### SOURCE EXTRACT
● ● ●
By ThePooBurner on 12/23/2008 12:05:36 PM , Rating: 2
This is why people like your articles more than they like Jason's. I don't think I've ever seen one of the first comments on one of your pieces that read like "Sensationalism, opinion, sweeping conclusions. Gee i wonder who wrote it? Oh, Mick. Well there you go" or "I was excited to read this. Then i saw it was Mick." or "Dang it, it's by mick. Well i guess i can forget everything i just read."


By masher2 (blog) on 12/23/2008 12:17:48 PM , Rating: 5
In the past, I've been guilty as well, and rightfully rapped for it. And for the record, I think Mick is a good writer, albeit he stepped over the line in this particular case.


RE: Opinion doesn't belong in straight news...
By ThePooBurner on 12/23/2008 12:32:07 PM , Rating: 3
Oh, Not to mention the fact that saying it the way it was wasn't only opinion, but it was ridiculous in it's suggestion. Saying Brittan "has turned over a new leaf" in that fashion is to accuse them of continuing to act that way and that it is only a recent turn of events that they have stopped being colonialist. The phrase is accusatory and deriding of the current Brittan, which is not only uncalled for but it entirely out of place and line with the facts as they stand. It's a blatant misrepresentation of things. That is the main problem with it. It is holding them guilty still for things they are no longer guilty of, if guilty is even an appropriate word. As Michael pointed out in rebuttal the tribal war nature of the region is just that. The nature of the region. It was like that before they got there, and it is like that now that they aren't there. Therefore, there is no correlation between the warfare and the British occupation and therefore Brittan is absolved by the facts of history from the supposed wrong doing for which they are accused by the statement. Opinion is one thing, but the statement in question was more than just a simple opinion.


By Wierdo on 12/23/2008 12:52:11 PM , Rating: 2
Well they are in Iraq so... ok low blow.
● ● ●
### Items from a dataset
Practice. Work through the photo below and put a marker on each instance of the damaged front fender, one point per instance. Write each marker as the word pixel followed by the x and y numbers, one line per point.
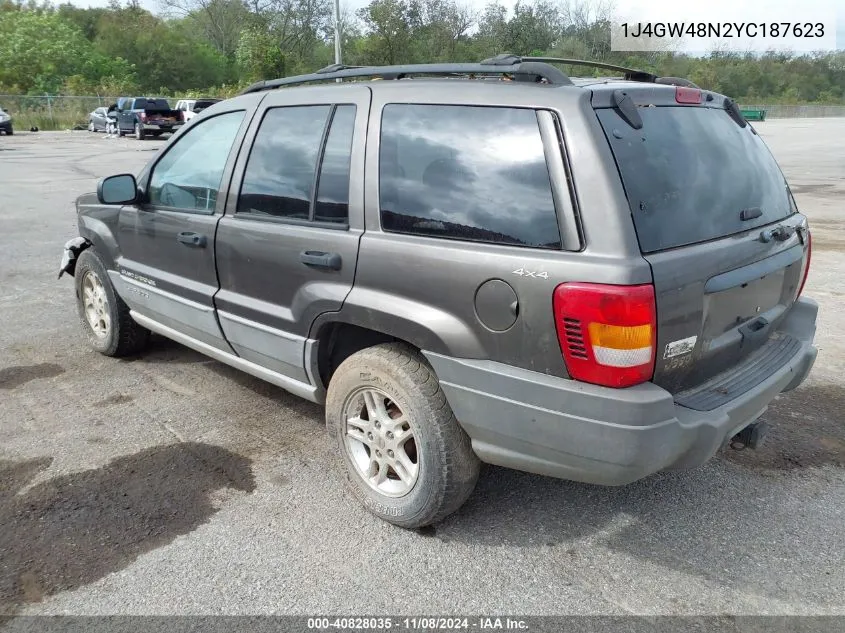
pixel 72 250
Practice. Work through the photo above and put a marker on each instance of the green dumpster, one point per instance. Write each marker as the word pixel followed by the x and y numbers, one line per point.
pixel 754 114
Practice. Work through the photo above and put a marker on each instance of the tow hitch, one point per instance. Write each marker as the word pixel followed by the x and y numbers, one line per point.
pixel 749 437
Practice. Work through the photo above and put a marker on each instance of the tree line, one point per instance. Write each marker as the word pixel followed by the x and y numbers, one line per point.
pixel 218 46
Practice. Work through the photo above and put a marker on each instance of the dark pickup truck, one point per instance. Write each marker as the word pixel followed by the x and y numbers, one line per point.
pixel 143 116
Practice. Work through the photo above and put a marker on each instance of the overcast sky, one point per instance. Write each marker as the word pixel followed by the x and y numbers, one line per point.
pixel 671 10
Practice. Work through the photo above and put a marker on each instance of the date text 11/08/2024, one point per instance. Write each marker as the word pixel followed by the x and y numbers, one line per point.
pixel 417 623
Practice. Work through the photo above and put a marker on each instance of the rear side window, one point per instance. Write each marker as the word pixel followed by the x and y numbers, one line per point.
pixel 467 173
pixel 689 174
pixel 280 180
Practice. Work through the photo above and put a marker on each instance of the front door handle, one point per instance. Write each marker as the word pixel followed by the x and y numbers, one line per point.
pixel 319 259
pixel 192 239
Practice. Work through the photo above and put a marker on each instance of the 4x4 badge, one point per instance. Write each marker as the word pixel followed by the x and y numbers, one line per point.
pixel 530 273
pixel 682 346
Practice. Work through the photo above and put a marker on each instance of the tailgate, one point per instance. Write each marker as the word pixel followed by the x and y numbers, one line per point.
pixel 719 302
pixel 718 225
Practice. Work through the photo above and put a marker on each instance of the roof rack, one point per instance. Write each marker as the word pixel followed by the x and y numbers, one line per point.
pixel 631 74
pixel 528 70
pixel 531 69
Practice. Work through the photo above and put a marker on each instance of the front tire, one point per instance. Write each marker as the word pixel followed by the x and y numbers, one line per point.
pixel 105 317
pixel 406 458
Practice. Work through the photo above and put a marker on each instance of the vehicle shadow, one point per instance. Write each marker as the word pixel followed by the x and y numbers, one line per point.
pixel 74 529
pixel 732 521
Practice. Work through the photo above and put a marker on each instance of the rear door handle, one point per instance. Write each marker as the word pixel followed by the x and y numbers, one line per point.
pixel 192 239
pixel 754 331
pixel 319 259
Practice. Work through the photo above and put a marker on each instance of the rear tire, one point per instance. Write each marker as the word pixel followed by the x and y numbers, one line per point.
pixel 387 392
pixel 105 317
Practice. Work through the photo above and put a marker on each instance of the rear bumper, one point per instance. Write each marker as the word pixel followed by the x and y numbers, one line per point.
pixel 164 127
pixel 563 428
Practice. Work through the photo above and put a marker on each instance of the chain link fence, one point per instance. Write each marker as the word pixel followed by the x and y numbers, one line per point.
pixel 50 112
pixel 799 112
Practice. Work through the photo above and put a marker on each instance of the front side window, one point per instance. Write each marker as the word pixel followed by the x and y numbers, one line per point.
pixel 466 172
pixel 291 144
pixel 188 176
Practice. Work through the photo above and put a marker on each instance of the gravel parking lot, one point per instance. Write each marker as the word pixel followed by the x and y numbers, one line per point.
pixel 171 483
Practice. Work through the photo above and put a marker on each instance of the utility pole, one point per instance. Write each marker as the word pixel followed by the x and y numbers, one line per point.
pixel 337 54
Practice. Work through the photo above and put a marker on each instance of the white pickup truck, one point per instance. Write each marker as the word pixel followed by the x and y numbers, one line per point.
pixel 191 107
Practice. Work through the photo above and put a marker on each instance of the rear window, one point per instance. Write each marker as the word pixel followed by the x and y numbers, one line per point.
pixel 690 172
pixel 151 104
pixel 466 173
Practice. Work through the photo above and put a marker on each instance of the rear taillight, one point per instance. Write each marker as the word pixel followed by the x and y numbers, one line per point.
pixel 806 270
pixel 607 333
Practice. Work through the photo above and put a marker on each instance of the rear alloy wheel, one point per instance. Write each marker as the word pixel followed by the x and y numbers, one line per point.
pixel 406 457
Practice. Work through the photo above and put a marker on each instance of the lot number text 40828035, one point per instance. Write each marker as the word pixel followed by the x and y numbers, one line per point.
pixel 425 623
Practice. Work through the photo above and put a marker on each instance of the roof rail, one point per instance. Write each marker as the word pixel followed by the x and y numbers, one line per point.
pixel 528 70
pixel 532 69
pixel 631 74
● ● ●
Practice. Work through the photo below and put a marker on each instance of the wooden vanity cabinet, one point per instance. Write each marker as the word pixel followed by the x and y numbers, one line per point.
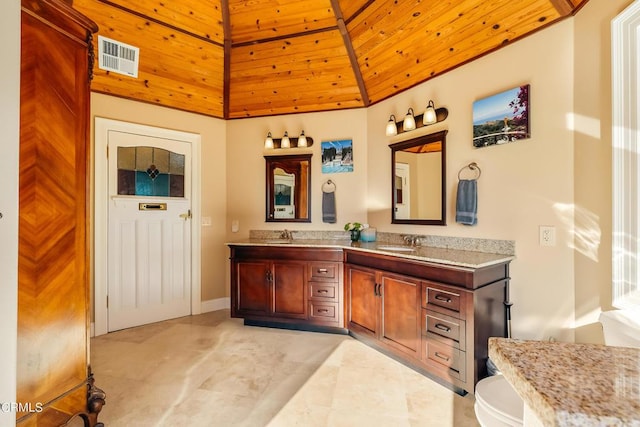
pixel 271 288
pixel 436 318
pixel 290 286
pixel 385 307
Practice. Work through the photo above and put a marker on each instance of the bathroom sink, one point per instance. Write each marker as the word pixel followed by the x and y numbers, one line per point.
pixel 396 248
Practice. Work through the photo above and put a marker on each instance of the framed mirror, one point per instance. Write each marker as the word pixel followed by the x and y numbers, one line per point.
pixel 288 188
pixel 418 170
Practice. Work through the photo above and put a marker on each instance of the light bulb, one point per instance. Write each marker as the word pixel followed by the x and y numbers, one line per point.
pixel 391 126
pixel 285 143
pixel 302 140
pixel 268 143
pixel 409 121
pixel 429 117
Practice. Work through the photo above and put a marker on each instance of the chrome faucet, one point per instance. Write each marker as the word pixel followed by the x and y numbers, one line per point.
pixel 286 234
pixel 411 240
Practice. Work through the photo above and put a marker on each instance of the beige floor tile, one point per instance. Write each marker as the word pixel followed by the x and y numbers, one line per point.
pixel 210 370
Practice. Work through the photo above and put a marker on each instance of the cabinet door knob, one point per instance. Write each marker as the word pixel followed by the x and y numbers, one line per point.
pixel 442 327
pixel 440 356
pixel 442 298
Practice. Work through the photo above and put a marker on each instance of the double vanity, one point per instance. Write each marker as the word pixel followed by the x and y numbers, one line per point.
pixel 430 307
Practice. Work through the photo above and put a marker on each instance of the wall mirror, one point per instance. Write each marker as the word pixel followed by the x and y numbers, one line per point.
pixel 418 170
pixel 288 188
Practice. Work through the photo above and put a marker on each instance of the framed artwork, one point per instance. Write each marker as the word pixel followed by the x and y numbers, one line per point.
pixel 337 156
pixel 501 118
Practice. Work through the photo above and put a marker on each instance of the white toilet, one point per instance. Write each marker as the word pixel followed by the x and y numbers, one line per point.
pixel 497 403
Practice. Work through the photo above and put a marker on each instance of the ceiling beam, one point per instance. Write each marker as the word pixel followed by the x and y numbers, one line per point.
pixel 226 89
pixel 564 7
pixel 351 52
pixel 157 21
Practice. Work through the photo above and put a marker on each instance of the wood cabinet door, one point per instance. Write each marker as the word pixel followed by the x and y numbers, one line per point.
● ● ●
### REQUIREMENTS
**A.** In the comment thread, which phrase does ThePooBurner call accusatory?
**B.** Copy out the part of the entries that opens with the line containing "rear tire, one" and closes with the line containing "pixel 563 428", both of those lines included.
The comment thread and the entries were drawn from separate, unrelated sources.

### ANSWERS FOR THIS EXERCISE
**A.** "has turned over a new leaf"

**B.**
Practice. Work through the photo above and put a marker on each instance of the rear tire, one point per instance. Write each marker as the word pixel followed by the x and y numbers, one line per point.
pixel 387 392
pixel 105 317
Practice. Work through the photo above and put a marker on each instance of the rear bumper, one point per instance. Write each marker as the word pixel followed by the x and y numbers, one line per point.
pixel 164 127
pixel 563 428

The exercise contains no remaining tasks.